Given task:
Pull every line of text from the material below and reproduce each one word for word, leaving out the pictures.

— START Data rows —

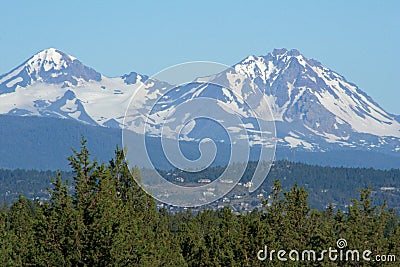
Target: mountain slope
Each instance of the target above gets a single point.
(318, 109)
(315, 109)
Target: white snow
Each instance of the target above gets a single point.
(13, 82)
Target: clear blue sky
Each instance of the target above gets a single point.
(358, 39)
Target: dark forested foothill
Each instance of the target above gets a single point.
(103, 218)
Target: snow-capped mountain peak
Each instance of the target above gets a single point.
(48, 59)
(314, 107)
(50, 66)
(318, 102)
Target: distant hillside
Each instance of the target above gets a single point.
(325, 185)
(45, 143)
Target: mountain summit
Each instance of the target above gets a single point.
(49, 66)
(315, 108)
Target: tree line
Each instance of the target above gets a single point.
(108, 220)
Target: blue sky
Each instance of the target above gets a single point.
(358, 39)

— END Data rows —

Task response:
Target: mountain slope
Each instance of the target above gets a single point.
(318, 109)
(315, 109)
Target: white snow
Each instance of the target above gets a single point.
(13, 82)
Target: clear blue sky
Each instance of the target above gets a single point.
(358, 39)
Target: dark forested foothill
Each instance of the target above gets a single point.
(103, 218)
Target: snow-capped mountain peak
Each instance of the target above gets a single point.
(48, 59)
(314, 107)
(50, 66)
(318, 102)
Target: distant hillside
Each instance of the target above gets a single point.
(325, 185)
(45, 143)
Target: mountain summit
Each instance of the target above gets a single point.
(49, 66)
(315, 108)
Target: tree line
Each instance of the target above gets a single point.
(108, 220)
Target: blue sky
Each instance of the target above gets a single point.
(358, 39)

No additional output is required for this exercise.